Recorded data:
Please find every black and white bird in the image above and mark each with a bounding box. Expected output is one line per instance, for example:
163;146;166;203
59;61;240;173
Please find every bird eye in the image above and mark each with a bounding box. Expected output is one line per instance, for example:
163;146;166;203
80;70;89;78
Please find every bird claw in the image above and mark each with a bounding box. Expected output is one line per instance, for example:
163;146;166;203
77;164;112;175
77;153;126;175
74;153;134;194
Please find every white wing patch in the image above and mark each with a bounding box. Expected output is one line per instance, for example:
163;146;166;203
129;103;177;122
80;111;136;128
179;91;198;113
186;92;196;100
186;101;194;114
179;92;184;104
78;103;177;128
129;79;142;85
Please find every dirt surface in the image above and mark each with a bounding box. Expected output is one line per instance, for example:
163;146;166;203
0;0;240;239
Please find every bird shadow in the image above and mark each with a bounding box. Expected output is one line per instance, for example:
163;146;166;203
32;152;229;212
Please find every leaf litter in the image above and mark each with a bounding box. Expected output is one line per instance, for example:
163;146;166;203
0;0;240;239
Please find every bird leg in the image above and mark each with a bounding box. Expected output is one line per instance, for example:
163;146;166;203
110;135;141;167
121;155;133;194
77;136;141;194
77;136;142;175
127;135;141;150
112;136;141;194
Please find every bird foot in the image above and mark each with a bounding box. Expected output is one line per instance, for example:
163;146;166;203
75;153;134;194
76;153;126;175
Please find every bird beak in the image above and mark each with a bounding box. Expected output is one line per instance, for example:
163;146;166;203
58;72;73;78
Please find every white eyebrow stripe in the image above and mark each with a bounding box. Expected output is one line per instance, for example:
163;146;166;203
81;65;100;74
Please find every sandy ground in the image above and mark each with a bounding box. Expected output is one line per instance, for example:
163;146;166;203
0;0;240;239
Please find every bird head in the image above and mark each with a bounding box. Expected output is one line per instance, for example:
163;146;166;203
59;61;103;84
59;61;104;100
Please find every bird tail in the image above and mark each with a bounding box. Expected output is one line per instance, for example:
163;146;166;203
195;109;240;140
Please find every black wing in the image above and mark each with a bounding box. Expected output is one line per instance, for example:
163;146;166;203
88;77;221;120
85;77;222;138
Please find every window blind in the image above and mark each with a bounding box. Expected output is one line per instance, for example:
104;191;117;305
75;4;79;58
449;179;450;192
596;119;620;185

_Problem details_
Could you retype every line of the data exactly?

_Problem solution_
Please find every black and white bird in the image above and mark each with a bounding box. Expected output is one line per instance, for example:
163;146;166;203
59;61;240;173
Please find every bird eye in the image above and mark each with a bounding box. Expected output is one line per instance, for example:
163;146;166;203
80;70;89;78
Please find every bird claw in the image above and mark each with a bounding box. Expected output is one line per instance, for example:
163;146;166;203
77;164;112;175
77;153;126;175
74;153;134;194
Please find every white wing patch in the image above and mark each with a bounding box. Expected output is one line per instance, for example:
163;146;166;203
129;103;177;122
80;111;136;128
179;91;198;113
186;92;196;100
186;101;194;114
179;92;184;104
78;103;177;128
129;79;142;85
Please find every dirt surface in the image above and mark each with a bounding box. Expected output is one line per instance, for example:
163;146;166;203
0;0;240;239
Please find every bird shadow in the image above and mark each with a bounding box. Expected output is one line per instance, for example:
163;146;166;203
32;152;229;212
Please find every leaf litter in the image above and mark each with a bounding box. Expected output is one line per instance, for example:
163;146;166;203
0;0;240;239
Please find every bird leg in the image above and mark each with a bounding box. Expected output is one line per instance, for example:
163;146;166;203
110;135;141;167
121;155;133;194
77;136;141;194
77;136;142;175
127;135;141;150
112;136;141;194
Please find every bird foot in the image above and mark each with a bounding box. Expected output is one line per instance, for example:
163;146;166;203
75;153;134;194
76;153;126;175
Please find every bird beak in the image above and mark each with a bounding box. Expected output is one line per instance, for example:
163;146;166;203
58;72;73;78
Please find every white eyebrow stripe in the image above and mark each with a bounding box. Expected output is one line per instance, for example:
163;146;166;203
81;65;100;74
Please find every sandy ground in the image above and mark each with a bounding box. Expected output is one line per instance, for example:
163;146;166;203
0;0;240;239
Please find every bird head in the image above and mark each with a bounding box. Expected output is one line per instance, for example:
163;146;166;203
59;61;103;84
59;61;104;100
Please find every bird tail in the image above and mark each with a bounding box. Expected output is one line per instance, for example:
163;146;166;203
195;109;240;140
Please find every black wing in the image above and mark each with a bounding box. Expected output is one line per instance, for example:
163;146;166;203
88;77;221;120
85;77;222;138
Please find every window blind in the image above and mark each with a bounding box. Expected output is one line per instance, for example:
104;191;117;305
75;4;79;58
449;179;450;192
596;119;620;185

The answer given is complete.